(ポインティング用データセットの項目)
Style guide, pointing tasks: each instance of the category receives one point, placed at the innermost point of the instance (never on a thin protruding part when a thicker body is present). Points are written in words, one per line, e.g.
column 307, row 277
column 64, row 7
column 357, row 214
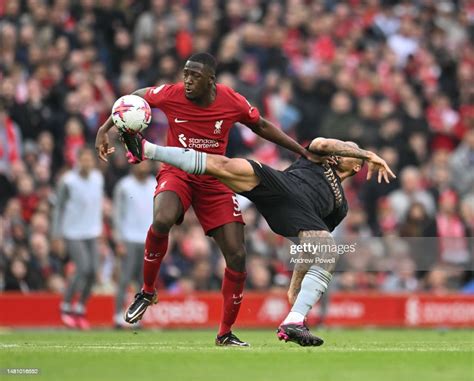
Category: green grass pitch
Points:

...

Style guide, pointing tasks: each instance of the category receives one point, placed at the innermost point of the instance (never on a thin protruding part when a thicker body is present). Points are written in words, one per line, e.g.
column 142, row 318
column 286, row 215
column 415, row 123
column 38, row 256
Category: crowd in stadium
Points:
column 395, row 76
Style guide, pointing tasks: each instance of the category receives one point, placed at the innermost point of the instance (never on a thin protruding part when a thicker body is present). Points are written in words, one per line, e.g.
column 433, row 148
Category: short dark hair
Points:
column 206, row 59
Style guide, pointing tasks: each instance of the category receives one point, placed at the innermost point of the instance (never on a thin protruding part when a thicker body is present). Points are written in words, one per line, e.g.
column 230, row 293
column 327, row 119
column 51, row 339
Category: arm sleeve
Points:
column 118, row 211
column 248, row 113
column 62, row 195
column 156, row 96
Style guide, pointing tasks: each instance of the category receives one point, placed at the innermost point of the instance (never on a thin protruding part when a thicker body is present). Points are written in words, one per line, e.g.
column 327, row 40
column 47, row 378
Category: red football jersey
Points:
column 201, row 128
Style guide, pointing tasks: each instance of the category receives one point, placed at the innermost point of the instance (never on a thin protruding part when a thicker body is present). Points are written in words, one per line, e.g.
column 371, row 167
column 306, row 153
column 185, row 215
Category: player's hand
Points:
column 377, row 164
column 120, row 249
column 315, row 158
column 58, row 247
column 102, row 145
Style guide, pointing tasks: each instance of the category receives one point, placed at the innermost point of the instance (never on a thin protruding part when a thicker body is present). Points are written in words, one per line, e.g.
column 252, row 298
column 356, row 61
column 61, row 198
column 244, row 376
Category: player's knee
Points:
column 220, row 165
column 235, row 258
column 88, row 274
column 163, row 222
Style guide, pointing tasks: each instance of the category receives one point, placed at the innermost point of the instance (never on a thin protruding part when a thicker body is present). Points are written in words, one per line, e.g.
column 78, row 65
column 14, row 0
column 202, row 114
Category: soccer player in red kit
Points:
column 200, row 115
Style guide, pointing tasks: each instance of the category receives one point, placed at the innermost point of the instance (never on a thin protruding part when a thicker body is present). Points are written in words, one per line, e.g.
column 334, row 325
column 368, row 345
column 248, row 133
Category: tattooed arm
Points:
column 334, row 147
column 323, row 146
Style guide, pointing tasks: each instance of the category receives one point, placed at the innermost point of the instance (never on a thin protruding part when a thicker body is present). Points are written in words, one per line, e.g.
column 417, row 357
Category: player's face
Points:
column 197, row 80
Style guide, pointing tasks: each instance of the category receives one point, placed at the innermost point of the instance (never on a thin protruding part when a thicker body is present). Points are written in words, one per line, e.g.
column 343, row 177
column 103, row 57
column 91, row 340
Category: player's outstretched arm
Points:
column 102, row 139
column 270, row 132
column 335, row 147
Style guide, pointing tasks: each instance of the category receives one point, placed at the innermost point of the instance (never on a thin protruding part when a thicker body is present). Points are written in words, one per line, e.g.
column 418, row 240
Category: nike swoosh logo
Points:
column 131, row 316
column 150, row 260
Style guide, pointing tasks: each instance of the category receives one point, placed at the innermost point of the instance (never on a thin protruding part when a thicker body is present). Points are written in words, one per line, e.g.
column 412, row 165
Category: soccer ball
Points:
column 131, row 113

...

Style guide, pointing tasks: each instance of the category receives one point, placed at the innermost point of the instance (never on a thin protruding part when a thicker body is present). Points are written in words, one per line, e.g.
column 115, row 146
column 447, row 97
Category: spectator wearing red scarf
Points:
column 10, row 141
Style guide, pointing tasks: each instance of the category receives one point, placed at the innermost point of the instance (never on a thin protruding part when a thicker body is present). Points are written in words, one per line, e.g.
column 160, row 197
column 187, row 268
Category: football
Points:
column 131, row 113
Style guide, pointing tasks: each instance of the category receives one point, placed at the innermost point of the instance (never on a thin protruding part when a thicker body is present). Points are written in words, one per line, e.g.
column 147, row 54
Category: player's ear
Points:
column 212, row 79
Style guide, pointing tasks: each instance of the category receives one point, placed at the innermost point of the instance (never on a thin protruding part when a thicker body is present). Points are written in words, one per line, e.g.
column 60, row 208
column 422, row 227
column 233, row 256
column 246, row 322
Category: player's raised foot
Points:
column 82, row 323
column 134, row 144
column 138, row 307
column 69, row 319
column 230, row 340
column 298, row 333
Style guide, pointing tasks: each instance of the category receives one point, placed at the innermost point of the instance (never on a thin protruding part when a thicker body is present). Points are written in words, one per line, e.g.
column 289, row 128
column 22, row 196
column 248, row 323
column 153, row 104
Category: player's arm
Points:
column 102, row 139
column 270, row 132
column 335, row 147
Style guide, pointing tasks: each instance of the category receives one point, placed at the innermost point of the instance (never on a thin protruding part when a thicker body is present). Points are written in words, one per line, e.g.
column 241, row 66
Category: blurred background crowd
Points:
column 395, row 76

**課題概要**
上の資料のうち、「soccer」という語を含む行をすべて書き写して示してください。大文字と小文字は区別します。

**この課題の結果**
Category: soccer player in red kit
Category: soccer ball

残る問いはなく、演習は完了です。